### EXERCISE BRIEF:
In the passage on TTC vehicle tracking, change every "loop" to "turnaround". Write the passage out again, starting at the words "All of this" and stopping after "they are accurate.".

### EXTRACT TO READ:

>> START

All of this is prone to errors introduced in the data by the TTC’s vehicle monitoring system, CIS. Two problems affect this route:
- Near terminals, resolution of vehicle location is imprecise. Some vehicles may not register their arrival until they are about to leave, while others may appear to leave well before they actually do. On the large loop at the east end of 39 Finch, the exact location of the vehicle may not be accurately reported. To correct for this, the entire loop at Neilson is treated as a single location so that all buses are “there” regardless of exactly where within the loop CIS says they are. Headways at the terminals may not be correctly reported, but near the terminals, they are accurate.
- CIS uses a combination of odometer readings and electronic signposts to locate a vehicle. When a bus passes a signpost, the system corrects the vehicle location to match, and this can make a bus seem to move backward in space if the odometer is reading high. The data analysis routines I have written filter out most of this, but can cause vehicles to appear immobile for the time between the calculated arrival at a signpost and the time it actually reports this.

>> END

(Entries from an annotation dataset)
>> START

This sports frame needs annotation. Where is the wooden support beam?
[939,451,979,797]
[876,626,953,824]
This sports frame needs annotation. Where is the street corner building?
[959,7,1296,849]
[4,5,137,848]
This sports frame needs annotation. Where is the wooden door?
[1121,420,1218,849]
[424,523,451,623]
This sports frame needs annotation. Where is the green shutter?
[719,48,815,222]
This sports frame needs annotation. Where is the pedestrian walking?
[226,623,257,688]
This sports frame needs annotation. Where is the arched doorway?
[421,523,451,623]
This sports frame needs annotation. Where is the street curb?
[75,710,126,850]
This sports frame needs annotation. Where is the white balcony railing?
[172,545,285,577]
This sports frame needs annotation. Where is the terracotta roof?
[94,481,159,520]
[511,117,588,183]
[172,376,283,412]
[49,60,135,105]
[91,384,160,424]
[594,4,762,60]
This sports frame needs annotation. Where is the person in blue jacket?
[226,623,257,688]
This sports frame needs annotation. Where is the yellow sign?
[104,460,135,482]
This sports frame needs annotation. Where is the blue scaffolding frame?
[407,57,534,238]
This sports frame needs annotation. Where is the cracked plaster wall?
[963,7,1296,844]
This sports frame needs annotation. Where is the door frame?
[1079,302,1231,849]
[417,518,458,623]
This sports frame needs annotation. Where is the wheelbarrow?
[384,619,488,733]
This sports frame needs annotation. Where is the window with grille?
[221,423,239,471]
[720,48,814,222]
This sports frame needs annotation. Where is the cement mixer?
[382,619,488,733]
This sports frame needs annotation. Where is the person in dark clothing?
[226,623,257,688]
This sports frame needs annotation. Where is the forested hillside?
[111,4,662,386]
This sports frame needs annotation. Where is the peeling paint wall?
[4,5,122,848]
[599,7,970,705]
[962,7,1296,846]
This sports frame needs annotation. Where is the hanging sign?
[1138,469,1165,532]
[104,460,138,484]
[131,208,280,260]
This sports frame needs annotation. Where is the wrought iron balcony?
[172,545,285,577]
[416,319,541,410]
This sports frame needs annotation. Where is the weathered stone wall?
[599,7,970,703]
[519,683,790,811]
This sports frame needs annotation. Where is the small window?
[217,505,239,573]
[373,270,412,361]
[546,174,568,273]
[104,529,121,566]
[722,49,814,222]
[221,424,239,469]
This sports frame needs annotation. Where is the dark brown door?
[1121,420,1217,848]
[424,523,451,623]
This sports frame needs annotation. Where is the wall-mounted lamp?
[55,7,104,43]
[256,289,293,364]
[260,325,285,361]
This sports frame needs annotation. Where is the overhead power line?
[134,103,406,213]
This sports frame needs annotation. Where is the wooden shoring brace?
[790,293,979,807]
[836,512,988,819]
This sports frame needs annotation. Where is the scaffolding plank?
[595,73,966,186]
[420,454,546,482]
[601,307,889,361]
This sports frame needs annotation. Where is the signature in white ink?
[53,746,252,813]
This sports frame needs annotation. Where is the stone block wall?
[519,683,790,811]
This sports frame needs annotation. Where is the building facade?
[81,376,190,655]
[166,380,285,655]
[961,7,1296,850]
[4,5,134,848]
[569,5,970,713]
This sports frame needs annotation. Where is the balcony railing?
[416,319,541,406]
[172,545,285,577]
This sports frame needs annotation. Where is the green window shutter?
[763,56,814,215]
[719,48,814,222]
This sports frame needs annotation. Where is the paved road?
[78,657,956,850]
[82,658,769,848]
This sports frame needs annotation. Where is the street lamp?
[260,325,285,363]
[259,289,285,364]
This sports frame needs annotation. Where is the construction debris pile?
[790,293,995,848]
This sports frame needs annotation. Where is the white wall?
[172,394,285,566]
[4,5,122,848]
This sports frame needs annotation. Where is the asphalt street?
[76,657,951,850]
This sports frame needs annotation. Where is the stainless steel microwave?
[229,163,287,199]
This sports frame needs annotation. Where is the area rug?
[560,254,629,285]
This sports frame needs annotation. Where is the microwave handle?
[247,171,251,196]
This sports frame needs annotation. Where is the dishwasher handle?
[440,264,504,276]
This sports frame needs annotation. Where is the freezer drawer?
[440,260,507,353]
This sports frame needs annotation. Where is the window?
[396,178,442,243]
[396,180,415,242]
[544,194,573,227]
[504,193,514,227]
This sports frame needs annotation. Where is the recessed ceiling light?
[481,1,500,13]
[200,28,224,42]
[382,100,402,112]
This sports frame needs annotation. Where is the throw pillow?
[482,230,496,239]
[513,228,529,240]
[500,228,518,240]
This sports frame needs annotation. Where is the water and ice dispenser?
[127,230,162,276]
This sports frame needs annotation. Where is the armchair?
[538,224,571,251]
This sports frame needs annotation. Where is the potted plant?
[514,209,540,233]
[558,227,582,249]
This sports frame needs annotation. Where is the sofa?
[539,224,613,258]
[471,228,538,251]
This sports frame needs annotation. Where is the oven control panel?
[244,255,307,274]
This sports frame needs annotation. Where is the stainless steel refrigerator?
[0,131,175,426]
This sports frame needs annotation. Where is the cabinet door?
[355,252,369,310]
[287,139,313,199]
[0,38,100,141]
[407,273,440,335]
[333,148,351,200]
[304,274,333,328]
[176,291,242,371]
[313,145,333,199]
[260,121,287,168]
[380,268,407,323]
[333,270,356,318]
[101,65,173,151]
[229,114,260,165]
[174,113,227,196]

>> END

### TASK OUTPUT:
All of this is prone to errors introduced in the data by the TTC’s vehicle monitoring system, CIS. Two problems affect this route:
- Near terminals, resolution of vehicle location is imprecise. Some vehicles may not register their arrival until they are about to leave, while others may appear to leave well before they actually do. On the large turnaround at the east end of 39 Finch, the exact location of the vehicle may not be accurately reported. To correct for this, the entire turnaround at Neilson is treated as a single location so that all buses are “there” regardless of exactly where within the turnaround CIS says they are. Headways at the terminals may not be correctly reported, but near the terminals, they are accurate.